-- Begin Records supplied --

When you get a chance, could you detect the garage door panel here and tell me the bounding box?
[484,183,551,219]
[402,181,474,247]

-- End Records supplied --
-- Begin Records supplied --

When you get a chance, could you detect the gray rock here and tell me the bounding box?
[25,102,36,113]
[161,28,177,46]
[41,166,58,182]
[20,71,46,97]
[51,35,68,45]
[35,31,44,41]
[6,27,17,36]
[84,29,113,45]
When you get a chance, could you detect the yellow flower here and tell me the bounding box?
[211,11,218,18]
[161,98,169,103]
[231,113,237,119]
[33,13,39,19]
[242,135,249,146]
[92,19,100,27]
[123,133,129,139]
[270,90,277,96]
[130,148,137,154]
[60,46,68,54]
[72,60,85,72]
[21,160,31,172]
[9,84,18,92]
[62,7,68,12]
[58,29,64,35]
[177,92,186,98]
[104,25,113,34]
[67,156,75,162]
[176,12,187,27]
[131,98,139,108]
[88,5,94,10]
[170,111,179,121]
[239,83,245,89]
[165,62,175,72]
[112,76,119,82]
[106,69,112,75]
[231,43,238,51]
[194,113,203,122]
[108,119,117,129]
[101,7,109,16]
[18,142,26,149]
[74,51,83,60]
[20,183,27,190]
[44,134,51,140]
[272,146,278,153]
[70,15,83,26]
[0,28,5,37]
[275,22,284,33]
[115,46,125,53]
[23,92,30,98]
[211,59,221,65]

-- End Records supplied --

■ Stated exercise: Reproduce the data from the line with "When you get a chance, could you detect the yellow" up to and including the line with "[211,59,221,65]", substituting "white flower" for "yellow flower" and leaving everything else unchanged.

■ Solution for this exercise:
When you get a chance, could you detect the white flower here and tell me the bounding box?
[211,11,218,18]
[161,98,169,103]
[231,113,237,119]
[33,13,39,19]
[242,135,249,146]
[92,19,100,27]
[123,133,129,139]
[270,90,277,96]
[130,148,137,154]
[60,46,68,54]
[72,60,85,72]
[21,160,31,172]
[9,84,18,92]
[62,7,68,12]
[58,29,64,35]
[177,92,186,98]
[104,25,113,34]
[67,156,75,162]
[176,12,187,27]
[131,98,139,108]
[88,5,94,10]
[170,111,179,121]
[239,83,245,89]
[165,62,175,72]
[112,76,119,82]
[106,69,112,75]
[231,43,238,51]
[194,113,203,122]
[108,119,117,129]
[101,7,109,16]
[18,142,26,149]
[74,51,83,60]
[20,183,27,190]
[44,134,51,140]
[272,146,278,153]
[70,15,83,26]
[0,28,5,37]
[275,22,284,33]
[115,46,125,53]
[23,92,30,98]
[211,59,221,65]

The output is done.